OBJECTIVE 1
In the forum thread, what does the Sears parts listing call the part that keeps falling off?

── TEXT PROVIDED ──

# Craftsman Not able to change gears! Help ASAP!



## xxThr4sh3rxx (Jan 15, 2017)

Hello everyone and greetings from northern Canada!

This is my first post on snowblowerforum.com, I have 2 snowblowers a 2010ish yardworks 29" 10hp tecumseh (Needs belts replaced), and a craftsman 30" 10 hp. Leaks a bit of gas, but starts no problem and runs fine.

Here she is

http://imagizer.imageshack.us/a/img922/2829/ksZrXN.jpg

And Here's what's wrong... 

I can't change gears properly as the rod in the following picture keeps falling off. I can't figure out what this part is called or find any videos or tutorials on how to fix it. I tried to tighten / loosen it accordingly so see if it's stays on but it just falls off. Maybe where the ball sits is widened from years and abuse and needs to be replaced? Not sure just picked it up used a few weeks ago and my other blower is out of commission atm.

http://imagizer.imageshack.us/a/img922/4162/xvPo36.jpg
http://imagizer.imageshack.us/a/img923/2790/Xa6v10.jpg

I am going to try and use zipties or something to try and hold it on for the rest of the winter. Can anyone identify what this part is called, a part # for replacement, or how I can fix this issue / tighten it? I know it's almost end of Feb but where I live it snows until the end of April so I can't afford to have both my blowers out of commission! Thanks for your time any input is very appreciated!


----------



## djc11369 (Feb 17, 2014)

Did you try searching your model number on the back of the snowblower? I couldn't make it out but I believe it's the same part as here under the Control Panel diagram, Item 15:

CRAFTSMAN 10 HP 32" SNOW THROWER Parts | Model 536886360 | Sears PartsDirect

Lists it as a yoke rod ball joint


----------



## JayzAuto1 (Jul 25, 2016)

───
── INFORMATION GIVEN ──

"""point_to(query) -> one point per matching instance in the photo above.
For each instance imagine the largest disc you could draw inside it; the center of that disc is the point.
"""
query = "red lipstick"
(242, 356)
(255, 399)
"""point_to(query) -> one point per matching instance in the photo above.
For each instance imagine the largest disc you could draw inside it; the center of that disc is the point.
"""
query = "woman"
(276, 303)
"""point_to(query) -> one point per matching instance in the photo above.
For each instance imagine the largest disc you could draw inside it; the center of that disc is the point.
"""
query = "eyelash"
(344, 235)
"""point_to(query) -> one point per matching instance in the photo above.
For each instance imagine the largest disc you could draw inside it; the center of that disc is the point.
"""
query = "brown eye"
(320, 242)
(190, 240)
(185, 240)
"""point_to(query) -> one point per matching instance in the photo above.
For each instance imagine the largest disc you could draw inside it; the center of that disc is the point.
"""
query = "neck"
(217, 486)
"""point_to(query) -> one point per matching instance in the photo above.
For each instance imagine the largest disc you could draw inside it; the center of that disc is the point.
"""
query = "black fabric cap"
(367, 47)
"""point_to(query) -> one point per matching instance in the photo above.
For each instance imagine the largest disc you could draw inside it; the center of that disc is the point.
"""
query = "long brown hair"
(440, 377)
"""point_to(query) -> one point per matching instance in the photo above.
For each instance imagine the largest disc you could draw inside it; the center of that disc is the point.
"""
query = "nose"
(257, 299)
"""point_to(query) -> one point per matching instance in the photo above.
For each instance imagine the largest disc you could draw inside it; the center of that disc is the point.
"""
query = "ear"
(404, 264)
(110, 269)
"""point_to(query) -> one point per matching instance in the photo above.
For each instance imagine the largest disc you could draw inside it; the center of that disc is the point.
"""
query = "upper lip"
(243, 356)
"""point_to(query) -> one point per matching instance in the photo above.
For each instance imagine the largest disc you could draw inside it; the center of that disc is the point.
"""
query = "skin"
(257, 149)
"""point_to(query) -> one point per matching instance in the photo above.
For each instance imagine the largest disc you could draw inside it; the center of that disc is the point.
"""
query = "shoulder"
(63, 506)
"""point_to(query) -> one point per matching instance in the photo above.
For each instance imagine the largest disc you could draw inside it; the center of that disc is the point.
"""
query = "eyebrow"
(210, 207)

───

OBJECTIVE 2
Pick out every line of the records that contains the string "brown", treating case as significant.

REPLY 1
A yoke rod ball joint.

REPLY 2
query = "brown eye"
query = "long brown hair"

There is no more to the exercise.